Show each line of the items that contains the string "sugar", treating uppercase and lowercase letters as distinct.

□ □ □

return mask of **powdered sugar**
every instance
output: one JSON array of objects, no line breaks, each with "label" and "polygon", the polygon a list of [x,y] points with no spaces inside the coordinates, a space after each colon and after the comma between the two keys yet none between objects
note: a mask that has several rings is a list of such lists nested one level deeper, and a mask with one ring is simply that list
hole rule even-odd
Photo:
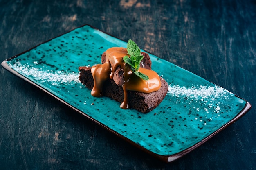
[{"label": "powdered sugar", "polygon": [[[36,65],[37,63],[34,62],[34,64]],[[36,80],[40,80],[42,83],[48,82],[54,85],[59,83],[68,84],[79,82],[79,73],[74,72],[45,70],[31,65],[22,65],[20,62],[13,64],[10,63],[10,66],[24,75],[32,77]]]},{"label": "powdered sugar", "polygon": [[173,96],[180,97],[186,96],[195,99],[198,99],[201,101],[204,99],[211,97],[212,99],[218,98],[220,96],[224,98],[231,93],[225,89],[217,86],[192,87],[189,88],[180,87],[178,85],[171,86],[169,85],[168,94]]}]

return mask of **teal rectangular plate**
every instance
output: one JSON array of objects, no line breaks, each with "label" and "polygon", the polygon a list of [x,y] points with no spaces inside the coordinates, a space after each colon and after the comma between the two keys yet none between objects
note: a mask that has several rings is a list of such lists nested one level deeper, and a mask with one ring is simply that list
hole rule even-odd
[{"label": "teal rectangular plate", "polygon": [[166,162],[198,147],[251,108],[249,103],[228,91],[151,54],[152,69],[169,85],[167,95],[156,109],[144,114],[122,109],[110,98],[92,96],[79,81],[78,67],[100,63],[106,50],[126,46],[126,42],[85,25],[8,59],[2,65]]}]

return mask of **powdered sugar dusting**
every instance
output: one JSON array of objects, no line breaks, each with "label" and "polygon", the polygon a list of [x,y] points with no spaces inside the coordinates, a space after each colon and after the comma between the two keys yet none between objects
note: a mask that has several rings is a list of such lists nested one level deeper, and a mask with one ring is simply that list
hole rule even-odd
[{"label": "powdered sugar dusting", "polygon": [[[34,62],[35,65],[36,62]],[[79,74],[74,72],[54,71],[34,67],[31,65],[23,65],[20,62],[13,64],[10,64],[10,66],[13,70],[22,74],[32,76],[36,80],[40,80],[40,83],[49,83],[52,85],[57,85],[59,83],[68,84],[79,82]]]},{"label": "powdered sugar dusting", "polygon": [[[189,87],[180,87],[178,85],[169,85],[168,94],[177,99],[173,100],[176,104],[186,105],[189,110],[195,113],[205,113],[204,118],[207,121],[214,118],[218,118],[221,114],[228,111],[226,108],[222,108],[221,101],[228,100],[234,95],[228,91],[218,86],[198,86]],[[182,100],[181,100],[182,99]],[[195,114],[196,115],[196,114]],[[207,124],[207,121],[195,117],[195,120]]]},{"label": "powdered sugar dusting", "polygon": [[200,98],[202,101],[204,99],[210,97],[212,98],[218,98],[220,96],[225,98],[228,96],[228,94],[231,93],[217,86],[209,87],[201,85],[199,87],[187,88],[176,85],[173,86],[169,85],[168,94],[177,97],[186,96],[195,99]]}]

□ □ □

### Answer to this exercise
return mask of **powdered sugar**
[{"label": "powdered sugar", "polygon": [[[36,65],[37,63],[34,62],[34,64]],[[36,80],[40,80],[42,83],[48,82],[54,85],[59,83],[68,84],[79,82],[79,73],[74,72],[45,70],[31,65],[22,65],[20,62],[13,64],[10,63],[10,66],[24,75],[32,77]]]},{"label": "powdered sugar", "polygon": [[173,96],[180,97],[186,96],[195,99],[198,99],[201,101],[204,99],[211,97],[212,99],[218,98],[220,96],[224,98],[231,93],[225,89],[217,86],[192,87],[189,88],[180,87],[178,85],[171,86],[169,85],[168,94]]}]
return mask of **powdered sugar dusting**
[{"label": "powdered sugar dusting", "polygon": [[[34,62],[35,65],[36,62]],[[79,74],[74,72],[54,71],[34,67],[31,65],[23,65],[20,62],[13,64],[10,64],[10,66],[13,70],[22,74],[32,76],[36,80],[40,80],[40,83],[49,83],[52,85],[57,85],[59,83],[68,84],[79,82]]]},{"label": "powdered sugar dusting", "polygon": [[[189,87],[180,87],[178,85],[169,85],[168,94],[177,99],[173,100],[176,104],[186,105],[189,110],[195,113],[205,113],[204,118],[207,121],[214,118],[218,118],[221,114],[228,111],[226,108],[222,108],[221,101],[228,100],[234,95],[228,91],[218,86],[198,86]],[[182,100],[181,100],[182,99]],[[195,114],[196,115],[196,114]],[[207,124],[207,121],[195,117],[195,120]]]},{"label": "powdered sugar dusting", "polygon": [[200,98],[202,101],[204,99],[210,97],[212,98],[218,98],[220,96],[225,98],[228,96],[228,94],[231,93],[217,86],[209,87],[201,85],[199,87],[187,88],[176,85],[173,86],[169,85],[168,94],[177,97],[186,96],[195,99]]}]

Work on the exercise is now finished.